Data for processing:
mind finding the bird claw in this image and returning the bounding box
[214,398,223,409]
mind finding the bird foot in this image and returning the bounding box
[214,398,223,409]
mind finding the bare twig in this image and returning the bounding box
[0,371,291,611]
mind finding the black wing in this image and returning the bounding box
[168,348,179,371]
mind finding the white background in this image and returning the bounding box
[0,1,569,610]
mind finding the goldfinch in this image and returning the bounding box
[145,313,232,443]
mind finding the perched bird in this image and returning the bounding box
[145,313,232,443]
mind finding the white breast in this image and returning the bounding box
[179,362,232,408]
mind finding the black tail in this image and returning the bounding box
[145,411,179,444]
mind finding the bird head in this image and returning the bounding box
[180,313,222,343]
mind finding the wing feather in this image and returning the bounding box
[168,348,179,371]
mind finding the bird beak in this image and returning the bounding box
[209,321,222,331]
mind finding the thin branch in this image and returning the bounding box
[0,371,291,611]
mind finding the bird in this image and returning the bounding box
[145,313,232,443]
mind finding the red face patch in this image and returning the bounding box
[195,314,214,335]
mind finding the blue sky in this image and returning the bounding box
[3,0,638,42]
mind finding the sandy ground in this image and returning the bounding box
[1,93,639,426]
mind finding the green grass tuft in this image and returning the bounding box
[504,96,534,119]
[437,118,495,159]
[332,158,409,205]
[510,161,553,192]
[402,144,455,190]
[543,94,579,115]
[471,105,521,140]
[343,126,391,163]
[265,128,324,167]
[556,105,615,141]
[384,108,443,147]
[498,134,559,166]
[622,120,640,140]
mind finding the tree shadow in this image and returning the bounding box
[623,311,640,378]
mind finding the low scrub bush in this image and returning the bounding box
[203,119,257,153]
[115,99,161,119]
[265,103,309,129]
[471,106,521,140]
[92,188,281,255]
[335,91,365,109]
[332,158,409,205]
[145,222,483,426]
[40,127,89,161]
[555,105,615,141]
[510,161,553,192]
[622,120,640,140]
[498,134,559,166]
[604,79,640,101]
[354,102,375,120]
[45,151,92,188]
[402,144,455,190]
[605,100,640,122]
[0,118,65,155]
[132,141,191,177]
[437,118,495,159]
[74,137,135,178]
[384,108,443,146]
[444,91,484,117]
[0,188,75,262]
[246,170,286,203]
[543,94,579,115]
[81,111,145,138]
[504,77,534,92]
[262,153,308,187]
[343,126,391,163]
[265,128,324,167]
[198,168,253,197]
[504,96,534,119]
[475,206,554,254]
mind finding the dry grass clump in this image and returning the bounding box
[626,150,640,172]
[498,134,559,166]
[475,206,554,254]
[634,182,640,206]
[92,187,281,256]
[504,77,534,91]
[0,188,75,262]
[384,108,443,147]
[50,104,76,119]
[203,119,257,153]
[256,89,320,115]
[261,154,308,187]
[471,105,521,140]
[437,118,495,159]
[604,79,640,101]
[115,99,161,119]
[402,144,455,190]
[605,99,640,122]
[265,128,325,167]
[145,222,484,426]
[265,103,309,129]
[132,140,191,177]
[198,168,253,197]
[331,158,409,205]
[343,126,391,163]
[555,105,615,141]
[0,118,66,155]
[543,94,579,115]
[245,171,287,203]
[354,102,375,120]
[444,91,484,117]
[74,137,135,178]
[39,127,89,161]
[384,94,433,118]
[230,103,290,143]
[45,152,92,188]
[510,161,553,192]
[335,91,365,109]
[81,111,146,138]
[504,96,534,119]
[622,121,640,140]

Work to be completed:
Copy every record exactly, with nothing added or dropped.

Written response:
mind finding the bird claw in this image and returning the bounding box
[214,398,223,409]
mind finding the bird foot in this image and returning the bounding box
[214,398,223,409]
mind finding the bare twig in this image and returning the bounding box
[0,371,291,611]
mind finding the black wing in this image and returning the bounding box
[168,348,179,371]
mind finding the white background in this image and returning the bounding box
[0,1,569,610]
mind finding the goldfinch in this image and returning the bounding box
[145,313,232,443]
mind finding the perched bird in this image and returning the bounding box
[145,313,232,443]
mind finding the white breast in this image and returning the bounding box
[179,362,232,408]
mind finding the black tail in this image and returning the bounding box
[145,411,179,444]
mind finding the bird head in this image and returning the bounding box
[180,313,222,343]
mind finding the wing feather in this image and returning the bounding box
[168,348,179,371]
mind finding the bird beak in this image and returning the bounding box
[209,321,222,331]
mind finding the thin branch in this image and returning the bounding box
[0,371,291,611]
mind finding the bird in this image and returning the bounding box
[145,313,232,443]
mind finding the red face patch in this image and returning the bounding box
[195,314,214,335]
mind finding the blue sky in this image and returning the bounding box
[3,0,638,42]
mind finding the sandy ground in this image and returning the bounding box
[1,93,639,426]
mind finding the green grass tuft in this image and returning the bounding box
[504,96,534,119]
[437,118,495,159]
[332,158,409,205]
[510,161,553,192]
[402,144,455,190]
[543,94,579,115]
[471,105,521,140]
[343,126,391,163]
[265,128,324,167]
[556,105,615,141]
[384,108,443,147]
[498,134,559,166]
[622,120,640,140]
mind finding the tree shadow in this image and returning the bounding box
[623,311,640,378]
mind finding the low scrub bush in this image and returning the bounding box
[203,119,257,153]
[115,99,161,119]
[265,103,309,129]
[471,106,521,140]
[92,188,281,255]
[335,91,365,109]
[332,158,409,205]
[145,222,483,426]
[40,127,89,161]
[555,105,615,141]
[510,161,553,192]
[622,120,640,140]
[498,134,559,166]
[604,79,640,101]
[354,102,375,120]
[45,151,92,188]
[402,144,455,190]
[605,100,640,122]
[0,118,65,155]
[132,141,191,177]
[437,118,495,159]
[74,137,135,178]
[384,108,443,146]
[444,91,484,117]
[0,188,75,262]
[246,170,286,203]
[543,94,579,115]
[81,111,145,138]
[504,77,534,92]
[262,153,308,187]
[343,126,391,163]
[265,128,324,167]
[198,168,253,197]
[504,96,534,119]
[475,206,554,254]
mind finding the dry grass clump in this image and returning the bounding box
[626,150,640,172]
[498,134,559,166]
[475,206,554,254]
[634,182,640,206]
[92,187,281,256]
[504,77,534,91]
[0,188,75,262]
[384,108,443,147]
[50,104,76,119]
[203,119,257,153]
[256,89,320,115]
[261,154,308,187]
[471,105,521,140]
[437,118,495,159]
[604,79,640,101]
[115,99,161,119]
[402,144,455,190]
[605,99,640,122]
[265,128,325,167]
[145,222,484,426]
[265,103,309,129]
[132,140,191,177]
[198,168,253,197]
[331,158,409,205]
[343,126,391,163]
[555,105,615,141]
[0,118,66,155]
[543,94,579,115]
[245,171,287,203]
[354,102,375,120]
[444,91,484,117]
[74,137,135,178]
[39,127,89,161]
[384,94,433,118]
[230,103,290,143]
[45,152,92,188]
[510,161,553,192]
[335,91,365,109]
[81,111,146,138]
[504,96,534,119]
[622,121,640,140]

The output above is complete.